CONSIGNE: Reproduisez fidèlement les lignes des données qui vont de celle contenant « class=cable » jusqu'à la fin des données, ces deux bornes comprises.

[Lignes d'un jeu de données]
━━━━━━━━━━━━━━━━━━━━━━━━━━━━━━

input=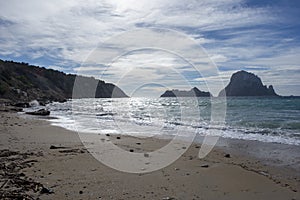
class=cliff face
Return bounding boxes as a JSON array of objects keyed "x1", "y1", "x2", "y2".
[
  {"x1": 0, "y1": 60, "x2": 127, "y2": 101},
  {"x1": 219, "y1": 71, "x2": 278, "y2": 96},
  {"x1": 160, "y1": 87, "x2": 211, "y2": 97}
]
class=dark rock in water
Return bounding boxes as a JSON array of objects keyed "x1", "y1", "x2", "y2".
[
  {"x1": 12, "y1": 102, "x2": 30, "y2": 108},
  {"x1": 219, "y1": 71, "x2": 278, "y2": 96},
  {"x1": 160, "y1": 87, "x2": 212, "y2": 97},
  {"x1": 40, "y1": 187, "x2": 54, "y2": 194},
  {"x1": 26, "y1": 109, "x2": 50, "y2": 116},
  {"x1": 224, "y1": 153, "x2": 231, "y2": 158},
  {"x1": 50, "y1": 145, "x2": 67, "y2": 149}
]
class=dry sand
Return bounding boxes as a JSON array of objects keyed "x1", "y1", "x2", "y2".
[{"x1": 0, "y1": 112, "x2": 300, "y2": 200}]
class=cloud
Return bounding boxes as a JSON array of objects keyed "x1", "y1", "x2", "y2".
[{"x1": 0, "y1": 0, "x2": 300, "y2": 95}]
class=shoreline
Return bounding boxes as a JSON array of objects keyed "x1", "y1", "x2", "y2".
[{"x1": 0, "y1": 112, "x2": 300, "y2": 199}]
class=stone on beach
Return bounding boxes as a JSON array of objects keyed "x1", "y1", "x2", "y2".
[{"x1": 26, "y1": 109, "x2": 50, "y2": 116}]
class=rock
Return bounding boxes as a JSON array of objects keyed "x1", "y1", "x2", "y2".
[
  {"x1": 29, "y1": 100, "x2": 40, "y2": 107},
  {"x1": 40, "y1": 187, "x2": 54, "y2": 194},
  {"x1": 219, "y1": 70, "x2": 278, "y2": 96},
  {"x1": 224, "y1": 153, "x2": 231, "y2": 158},
  {"x1": 50, "y1": 145, "x2": 67, "y2": 149},
  {"x1": 26, "y1": 109, "x2": 50, "y2": 116},
  {"x1": 12, "y1": 102, "x2": 30, "y2": 108},
  {"x1": 162, "y1": 197, "x2": 174, "y2": 200},
  {"x1": 160, "y1": 87, "x2": 212, "y2": 97},
  {"x1": 0, "y1": 59, "x2": 128, "y2": 101}
]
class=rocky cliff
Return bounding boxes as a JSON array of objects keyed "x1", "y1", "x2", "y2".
[
  {"x1": 219, "y1": 71, "x2": 278, "y2": 96},
  {"x1": 0, "y1": 60, "x2": 127, "y2": 102},
  {"x1": 160, "y1": 87, "x2": 211, "y2": 97}
]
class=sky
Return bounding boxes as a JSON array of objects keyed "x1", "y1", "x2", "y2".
[{"x1": 0, "y1": 0, "x2": 300, "y2": 96}]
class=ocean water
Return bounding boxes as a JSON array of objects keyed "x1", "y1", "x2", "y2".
[{"x1": 42, "y1": 97, "x2": 300, "y2": 145}]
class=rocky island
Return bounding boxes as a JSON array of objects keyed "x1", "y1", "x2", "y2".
[
  {"x1": 160, "y1": 87, "x2": 212, "y2": 97},
  {"x1": 219, "y1": 70, "x2": 278, "y2": 97}
]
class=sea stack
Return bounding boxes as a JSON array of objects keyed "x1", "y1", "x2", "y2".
[{"x1": 219, "y1": 70, "x2": 278, "y2": 96}]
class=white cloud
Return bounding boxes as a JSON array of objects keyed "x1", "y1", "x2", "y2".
[{"x1": 0, "y1": 0, "x2": 300, "y2": 93}]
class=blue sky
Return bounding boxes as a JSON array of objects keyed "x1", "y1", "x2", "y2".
[{"x1": 0, "y1": 0, "x2": 300, "y2": 95}]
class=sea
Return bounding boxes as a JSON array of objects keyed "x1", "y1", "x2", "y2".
[{"x1": 28, "y1": 97, "x2": 300, "y2": 146}]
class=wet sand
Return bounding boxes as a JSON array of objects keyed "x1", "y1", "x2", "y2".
[{"x1": 0, "y1": 112, "x2": 300, "y2": 200}]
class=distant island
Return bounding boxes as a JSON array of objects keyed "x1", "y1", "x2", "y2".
[
  {"x1": 219, "y1": 70, "x2": 279, "y2": 96},
  {"x1": 0, "y1": 60, "x2": 128, "y2": 102},
  {"x1": 160, "y1": 70, "x2": 279, "y2": 97},
  {"x1": 160, "y1": 87, "x2": 212, "y2": 97}
]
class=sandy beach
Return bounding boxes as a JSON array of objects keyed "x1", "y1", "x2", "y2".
[{"x1": 0, "y1": 112, "x2": 300, "y2": 200}]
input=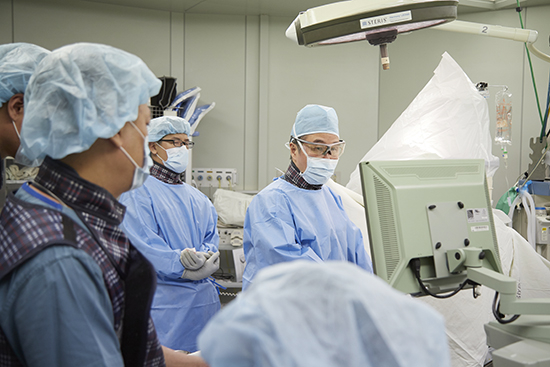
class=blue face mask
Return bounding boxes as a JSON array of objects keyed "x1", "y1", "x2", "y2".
[
  {"x1": 120, "y1": 121, "x2": 153, "y2": 190},
  {"x1": 11, "y1": 120, "x2": 42, "y2": 167},
  {"x1": 157, "y1": 143, "x2": 189, "y2": 173},
  {"x1": 298, "y1": 142, "x2": 338, "y2": 185}
]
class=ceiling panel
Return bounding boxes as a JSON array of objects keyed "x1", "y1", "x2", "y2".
[{"x1": 82, "y1": 0, "x2": 550, "y2": 17}]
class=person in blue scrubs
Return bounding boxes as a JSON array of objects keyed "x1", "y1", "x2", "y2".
[
  {"x1": 120, "y1": 116, "x2": 220, "y2": 352},
  {"x1": 0, "y1": 42, "x2": 50, "y2": 162},
  {"x1": 243, "y1": 105, "x2": 372, "y2": 290},
  {"x1": 0, "y1": 43, "x2": 209, "y2": 367}
]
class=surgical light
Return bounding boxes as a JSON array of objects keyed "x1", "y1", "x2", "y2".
[{"x1": 286, "y1": 0, "x2": 458, "y2": 70}]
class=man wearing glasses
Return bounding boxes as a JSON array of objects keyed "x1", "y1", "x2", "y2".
[
  {"x1": 243, "y1": 105, "x2": 372, "y2": 289},
  {"x1": 120, "y1": 116, "x2": 220, "y2": 352}
]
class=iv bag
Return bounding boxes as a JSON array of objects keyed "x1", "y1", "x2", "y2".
[{"x1": 495, "y1": 88, "x2": 512, "y2": 145}]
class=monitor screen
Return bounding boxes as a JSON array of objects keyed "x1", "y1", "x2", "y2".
[{"x1": 359, "y1": 159, "x2": 502, "y2": 295}]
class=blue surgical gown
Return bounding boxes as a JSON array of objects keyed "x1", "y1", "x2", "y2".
[
  {"x1": 243, "y1": 179, "x2": 372, "y2": 289},
  {"x1": 120, "y1": 176, "x2": 220, "y2": 352}
]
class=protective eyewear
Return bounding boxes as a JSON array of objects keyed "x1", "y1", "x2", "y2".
[
  {"x1": 159, "y1": 139, "x2": 195, "y2": 149},
  {"x1": 294, "y1": 138, "x2": 346, "y2": 158}
]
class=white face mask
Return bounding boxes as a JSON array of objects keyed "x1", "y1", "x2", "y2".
[
  {"x1": 156, "y1": 143, "x2": 189, "y2": 173},
  {"x1": 120, "y1": 121, "x2": 153, "y2": 190},
  {"x1": 297, "y1": 141, "x2": 338, "y2": 185},
  {"x1": 11, "y1": 120, "x2": 42, "y2": 167}
]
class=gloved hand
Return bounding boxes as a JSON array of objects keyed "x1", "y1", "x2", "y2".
[
  {"x1": 180, "y1": 248, "x2": 210, "y2": 270},
  {"x1": 181, "y1": 251, "x2": 220, "y2": 280}
]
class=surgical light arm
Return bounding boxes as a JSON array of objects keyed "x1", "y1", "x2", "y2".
[{"x1": 433, "y1": 20, "x2": 550, "y2": 62}]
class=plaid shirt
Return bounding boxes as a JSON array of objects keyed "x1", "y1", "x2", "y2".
[
  {"x1": 283, "y1": 160, "x2": 323, "y2": 190},
  {"x1": 151, "y1": 161, "x2": 184, "y2": 185},
  {"x1": 0, "y1": 157, "x2": 164, "y2": 366}
]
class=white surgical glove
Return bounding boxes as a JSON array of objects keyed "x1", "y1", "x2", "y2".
[
  {"x1": 181, "y1": 251, "x2": 220, "y2": 280},
  {"x1": 180, "y1": 248, "x2": 210, "y2": 270}
]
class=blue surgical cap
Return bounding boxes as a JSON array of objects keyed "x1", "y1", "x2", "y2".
[
  {"x1": 290, "y1": 104, "x2": 340, "y2": 138},
  {"x1": 21, "y1": 43, "x2": 162, "y2": 160},
  {"x1": 147, "y1": 116, "x2": 191, "y2": 142},
  {"x1": 198, "y1": 261, "x2": 450, "y2": 367},
  {"x1": 0, "y1": 43, "x2": 50, "y2": 107}
]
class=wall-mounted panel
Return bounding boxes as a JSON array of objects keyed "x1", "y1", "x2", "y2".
[{"x1": 184, "y1": 14, "x2": 247, "y2": 189}]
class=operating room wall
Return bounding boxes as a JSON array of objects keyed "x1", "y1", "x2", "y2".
[
  {"x1": 379, "y1": 6, "x2": 550, "y2": 205},
  {"x1": 0, "y1": 0, "x2": 550, "y2": 198},
  {"x1": 0, "y1": 0, "x2": 384, "y2": 191}
]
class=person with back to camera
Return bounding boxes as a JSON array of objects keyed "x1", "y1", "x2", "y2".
[
  {"x1": 0, "y1": 43, "x2": 206, "y2": 367},
  {"x1": 243, "y1": 105, "x2": 372, "y2": 289},
  {"x1": 120, "y1": 116, "x2": 220, "y2": 352}
]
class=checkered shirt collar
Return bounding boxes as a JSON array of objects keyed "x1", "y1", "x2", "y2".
[
  {"x1": 34, "y1": 157, "x2": 126, "y2": 225},
  {"x1": 151, "y1": 161, "x2": 184, "y2": 185},
  {"x1": 283, "y1": 160, "x2": 323, "y2": 190}
]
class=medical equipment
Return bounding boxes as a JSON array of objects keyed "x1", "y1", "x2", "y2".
[
  {"x1": 285, "y1": 0, "x2": 550, "y2": 70},
  {"x1": 150, "y1": 76, "x2": 178, "y2": 118},
  {"x1": 495, "y1": 86, "x2": 512, "y2": 149},
  {"x1": 512, "y1": 181, "x2": 550, "y2": 260},
  {"x1": 360, "y1": 160, "x2": 550, "y2": 367},
  {"x1": 192, "y1": 168, "x2": 237, "y2": 199},
  {"x1": 286, "y1": 0, "x2": 458, "y2": 70}
]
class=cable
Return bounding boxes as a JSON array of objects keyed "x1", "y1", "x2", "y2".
[
  {"x1": 411, "y1": 259, "x2": 470, "y2": 298},
  {"x1": 516, "y1": 0, "x2": 546, "y2": 141},
  {"x1": 493, "y1": 292, "x2": 520, "y2": 324}
]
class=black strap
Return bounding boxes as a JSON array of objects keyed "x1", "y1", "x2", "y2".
[
  {"x1": 61, "y1": 215, "x2": 76, "y2": 243},
  {"x1": 120, "y1": 246, "x2": 157, "y2": 366},
  {"x1": 62, "y1": 215, "x2": 157, "y2": 366}
]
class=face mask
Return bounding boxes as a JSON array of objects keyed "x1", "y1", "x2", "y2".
[
  {"x1": 11, "y1": 120, "x2": 42, "y2": 167},
  {"x1": 120, "y1": 121, "x2": 153, "y2": 190},
  {"x1": 298, "y1": 142, "x2": 338, "y2": 185},
  {"x1": 157, "y1": 143, "x2": 189, "y2": 173}
]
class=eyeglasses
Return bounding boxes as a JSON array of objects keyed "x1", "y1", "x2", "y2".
[
  {"x1": 159, "y1": 139, "x2": 195, "y2": 149},
  {"x1": 294, "y1": 138, "x2": 346, "y2": 158}
]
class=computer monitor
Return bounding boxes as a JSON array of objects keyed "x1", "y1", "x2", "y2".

━━━━━━━━━━━━━━━━━━━━━━━━━━━━━━

CORRIGÉ:
class=cable
Return bounding boxes as a JSON array of objects keyed "x1", "y1", "x2", "y2".
[
  {"x1": 411, "y1": 259, "x2": 470, "y2": 298},
  {"x1": 516, "y1": 0, "x2": 546, "y2": 141},
  {"x1": 493, "y1": 292, "x2": 520, "y2": 324}
]
class=black strap
Return bounding boxes as a JSON array of objects keyed "x1", "y1", "x2", "y2".
[
  {"x1": 61, "y1": 215, "x2": 76, "y2": 243},
  {"x1": 120, "y1": 246, "x2": 157, "y2": 366},
  {"x1": 62, "y1": 215, "x2": 157, "y2": 366}
]
class=face mask
Return bounding boxes as a JSON array of objects keyed "x1", "y1", "x2", "y2".
[
  {"x1": 11, "y1": 120, "x2": 42, "y2": 167},
  {"x1": 120, "y1": 121, "x2": 153, "y2": 190},
  {"x1": 298, "y1": 142, "x2": 338, "y2": 185},
  {"x1": 157, "y1": 143, "x2": 189, "y2": 173}
]
class=eyeglasses
Return bounding boxes as a JSON array of objects keyed "x1", "y1", "x2", "y2".
[
  {"x1": 159, "y1": 139, "x2": 195, "y2": 149},
  {"x1": 294, "y1": 138, "x2": 346, "y2": 158}
]
class=computer monitor
Return bounding boxes as a JSON array of objects keyed "x1", "y1", "x2", "y2".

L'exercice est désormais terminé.